_Stated goal 1:_
Answer these questions from the passage on Rachel's weeping.
(a) What does the passage say is better when one cannot say words of hope?
(b) In the quoted words from Jeremiah, where shall the children return?
(c) What did the woman accept at the moment of giving birth, and why?
_Stated goal 2:_
Pick up the passage on Rachel's weeping after its last sentence and carry it on.

And, because of this, Rachel does not want to be consoled. Her refusal expresses the depth of her sorrow and the bitterness of her weeping. In face of the tragedy of the loss of children, a mother is unable to accept words or gestures of consolation, which are always inadequate, but capable of soothing the pain of a wound that cannot and will not be healed — a sorrow proportionate to the love.
Every mother knows all this; and there are so many mothers, also today, who weep, who are not resigned to the loss of a child, inconsolable in face of a death that is impossible to accept. Rachel encloses in herself the sorrow of all the mothers of the world, of all times, and the tears of every human being who weeps for irreparable losses.
This refusal of Rachel, who does not want to be consoled, teaches us also how much delicacy is required in face of others’ sorrow. To speak of hope to one who is desperate requires sharing his despair, to dry a tear from the face of one who is suffering requires uniting our sorrow to his. Only thus will our words be really capable of giving some hope. And if I cannot say such words — weeping, sorrowing, then silence is better — a caress, a gesture and no words.
And God, with His delicacy and His love, responds to Rachel’s weeping with true not feigned words thus, in fact, Jeremiah’s text proceeds:
“Thus says the LORD: ‘Cease your cries of weeping, hold back your tears! There is compensation for your labor— oracle of the LORD—they shall return from the enemy’s land. There is hope for your future—oracle of the LORD—your children shall return to their own territory.’”(Jeremiah 31:16-17). In fact, because of the mother’s weeping, there is hope again for the children, who will live again.
This woman, who accepted death at the moment of giving birth, so that her son could live, with her, is now weeping for the beginning of a new life for her exiled children, [who are] prisoners, far from their homeland. To Rachel’s sorrow and bitter weeping, the Lord responds with a promise that can now be for her a motive for true consolation: the people will be able to return from exile and live in faith, and free, their relation with God. The tears generated hope. And this is not easy to understand, but it is true. Many times in our life tears sow hope; they are seeds of hope.

_Extracted information:_

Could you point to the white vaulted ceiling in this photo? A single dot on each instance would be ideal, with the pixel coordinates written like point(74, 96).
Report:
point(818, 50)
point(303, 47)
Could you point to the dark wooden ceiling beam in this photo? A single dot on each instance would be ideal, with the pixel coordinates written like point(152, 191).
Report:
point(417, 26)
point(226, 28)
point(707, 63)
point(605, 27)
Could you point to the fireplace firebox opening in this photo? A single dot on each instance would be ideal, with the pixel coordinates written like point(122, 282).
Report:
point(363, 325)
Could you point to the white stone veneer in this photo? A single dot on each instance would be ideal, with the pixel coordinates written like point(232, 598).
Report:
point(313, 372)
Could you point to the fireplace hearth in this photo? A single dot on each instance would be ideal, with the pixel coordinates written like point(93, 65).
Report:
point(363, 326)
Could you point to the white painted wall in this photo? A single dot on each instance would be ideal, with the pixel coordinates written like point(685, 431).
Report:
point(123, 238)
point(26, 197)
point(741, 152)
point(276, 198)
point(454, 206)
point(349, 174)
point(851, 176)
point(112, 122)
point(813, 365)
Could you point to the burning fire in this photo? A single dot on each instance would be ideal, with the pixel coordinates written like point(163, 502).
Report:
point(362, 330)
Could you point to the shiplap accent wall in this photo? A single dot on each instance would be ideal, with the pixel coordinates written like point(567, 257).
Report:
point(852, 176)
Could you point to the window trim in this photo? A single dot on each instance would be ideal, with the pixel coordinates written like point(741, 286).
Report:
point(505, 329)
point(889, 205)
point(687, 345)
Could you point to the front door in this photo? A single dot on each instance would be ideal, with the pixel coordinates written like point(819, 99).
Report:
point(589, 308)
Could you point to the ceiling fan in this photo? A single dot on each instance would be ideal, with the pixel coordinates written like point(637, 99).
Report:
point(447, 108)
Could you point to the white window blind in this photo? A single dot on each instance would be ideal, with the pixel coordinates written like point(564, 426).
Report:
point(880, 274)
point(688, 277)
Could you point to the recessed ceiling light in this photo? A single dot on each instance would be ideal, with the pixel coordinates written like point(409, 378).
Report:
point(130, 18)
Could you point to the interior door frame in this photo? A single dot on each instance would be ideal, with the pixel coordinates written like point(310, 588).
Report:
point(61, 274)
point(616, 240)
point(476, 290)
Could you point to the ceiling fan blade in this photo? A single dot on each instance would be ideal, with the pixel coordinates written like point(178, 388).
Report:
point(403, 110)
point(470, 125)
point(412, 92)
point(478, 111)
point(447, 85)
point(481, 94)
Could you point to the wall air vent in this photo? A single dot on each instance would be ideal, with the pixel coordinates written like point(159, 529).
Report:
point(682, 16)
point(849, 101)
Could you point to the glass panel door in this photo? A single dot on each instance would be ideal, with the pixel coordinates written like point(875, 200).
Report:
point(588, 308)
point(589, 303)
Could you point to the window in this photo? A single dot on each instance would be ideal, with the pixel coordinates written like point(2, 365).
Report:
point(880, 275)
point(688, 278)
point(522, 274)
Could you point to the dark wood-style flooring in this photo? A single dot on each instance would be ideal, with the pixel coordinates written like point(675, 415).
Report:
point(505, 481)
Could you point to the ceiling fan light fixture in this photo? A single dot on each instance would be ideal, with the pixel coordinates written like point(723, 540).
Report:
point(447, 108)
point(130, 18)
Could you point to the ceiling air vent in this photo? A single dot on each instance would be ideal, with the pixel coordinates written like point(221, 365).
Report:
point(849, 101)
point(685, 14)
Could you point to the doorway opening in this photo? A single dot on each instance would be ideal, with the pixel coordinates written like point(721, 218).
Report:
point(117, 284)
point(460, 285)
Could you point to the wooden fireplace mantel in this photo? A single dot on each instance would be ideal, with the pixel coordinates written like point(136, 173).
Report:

_Exercise response 1:_
(a) Silence is better: a caress, a gesture and no words.
(b) They shall return to their own territory, coming back from the enemy's land.
(c) She accepted death so that her son could live.

_Exercise response 2:_
As we know, this text of Jeremiah was later taken up by the evangelist Matthew and applied to the massacre of the innocents (cf. 2:16-18). A text that puts us before the tragedy of the killing of vulnerable human beings, to the horror of power that scorns and does away with life. The children of Bethlehem died because of Jesus. And He, innocent Lamb, would then die in turn for all of us. The Son of God entered in the pain of men. We must not forget this.
When someone turns to me and asks me difficult questions, for instance: “Tell me, Father, why do children suffer?” I truly do not know what to answer. I just say: “Look at the Crucified: God has given us His Son, He suffered, and perhaps you will find an answer there. “ But answers from here [he points to his head] there are none. Only by looking at God’s love that gives His Son, who offers His life for us, can indicate some way of consolation. And because of this we say that the Son of God entered in the pain of men; He shared and accepted death; His Word is definitively word of consolation, because it is born of weeping.
And on the cross it is He, the dying Son, who gives new fecundity to His Mother, entrusting her to the disciple John and rendering her Mother of the believing people. Death is conquered, and thus Jeremiah’s prophecy reaches fulfilment. Mary’s tears also, as those of Rachel, generated hope and new life. Thank you.
[Original text: Italian] [Working Translation by ZENIT]
Italian Greetings
A warm welcome goes to the Italian-speaking pilgrims, and I wish all serenity and peace for the New Year. I am happy to receive the members of the “Prayer and Charity Associative Family” group, celebrating the 45th anniversary of their foundation and the representatives of the of the Blessed Vincenzo Romano Apostolic Center, gathered here for 25 years of service to the charism of vocational formation, and I thank them for the gift of the effigy of their Founder.
I greet the [temporary] professed of the Minor Brothers of the Province of Saint Anthony and the Youth Movement of the Franciscan Fraternity of Bethany: I exhort each one to intensify his prayer to grow in a true and profound friendship with Jesus.
Finally, I am happy to greet the young people, the sick and the newlyweds. I hope that you, dear young people, will be able to consider every day of the New Year a gift of God, to be lived with gratitude and rectitude, and always going forward! Always. May the New Year bring you, dear sick, consolation in body and spirit. May the Lord be close to you and Our Lady console you. And you, dear newlyweds, commit yourselves to realize a sincere communion of life in keeping with God’s plan.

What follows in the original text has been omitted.